- 文書:

日本俳優連合 オフィシャルウェブサイト

Japan Actors Union

1973年 | 日本俳優連合30年史

約16分
1973年 | 日本俳優連合30年史

-1973年- アテレコ問題のルール整備

1973(昭和48)年3月24日午後6時。東京・永田町の都市センターホールには、大きな4本のプラカードが掲げられました。

「無断リピート放送断固糾弾!」

「業者は、正当な使用料を支払え!」

「20年間の財産権を売った覚えはない!」

「人のものを黙って使やぁドロボウですぞ!」

日俳連の外画・動画等対策委員会が主催した「外国映画日本語版の権利を護るための俳優集会」が、吹き替えの仕事をする俳優全員の70%にも達する、158人の参加者を集めて開会を迎えようとしていたのです。

外国映画日本語版に出演する俳優の待遇は、その当時、本当にひどいものでした。日本芸能マネージャー協会(マネ協)が1962年から、3年ごとに集計してきた調査結果によりますと、在京民放テレビ局が5社体制になって以降の1965年、68年、71年の時点で、調査期間1週間の間に5社が流した番組の総放送分数は36,000分から40,000分へと11%増に止まり、外国映画(日本語版)の放送用制作分数は逆に3,900分から1,992分へと49%減となっているにもかかわらず、外国映画のリピート放送分数は3,025分から4,644分へと54%もの急増を記録していたのです。もちろん、この間俳優にリピート放送料が支払われた実績はありませんでした。

- 提供データ:
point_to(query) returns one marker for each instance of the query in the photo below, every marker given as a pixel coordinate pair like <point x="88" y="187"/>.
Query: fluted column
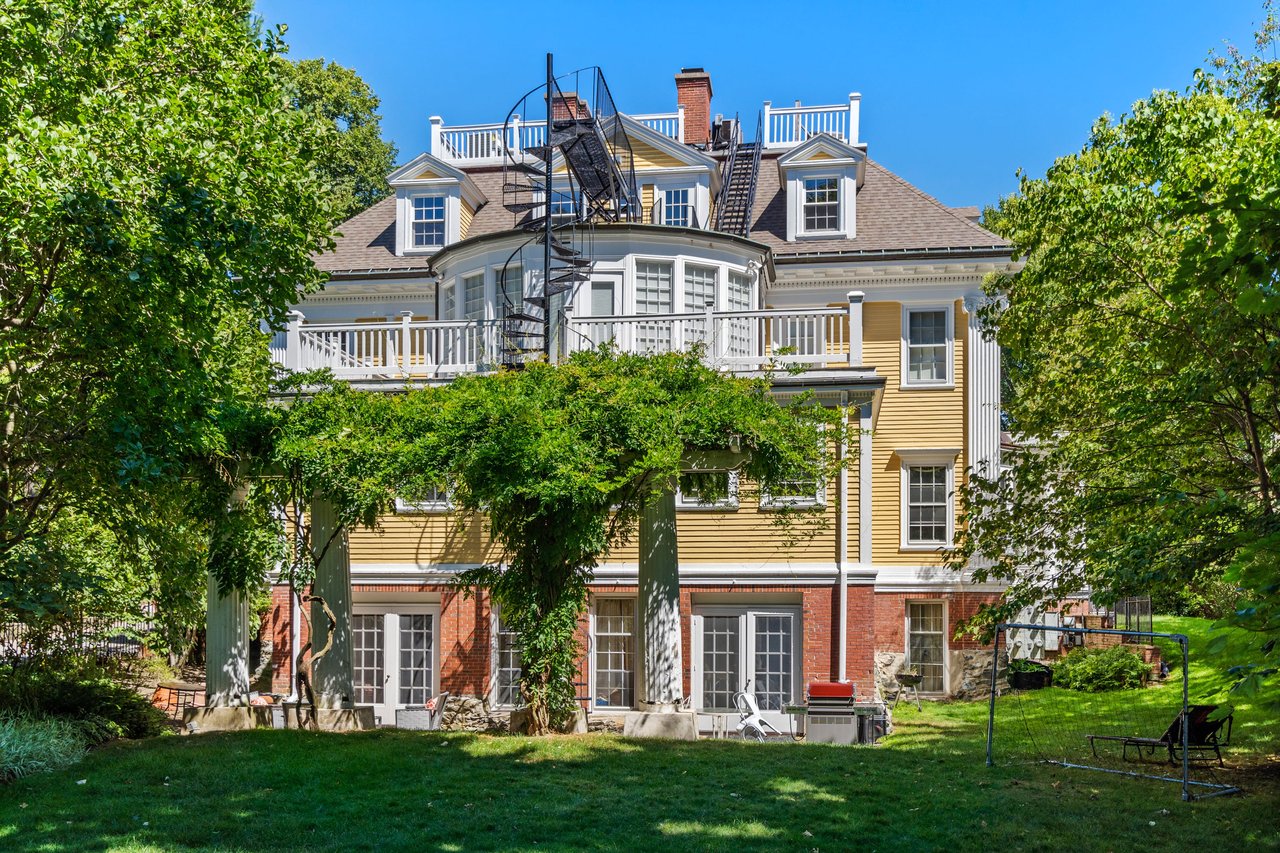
<point x="333" y="674"/>
<point x="659" y="603"/>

- 実施内容: 文書によると、「外国映画日本語版の権利を護るための俳優集会」には何人の参加者が集まりましたか？

- 出力結果: 158人が集まりました。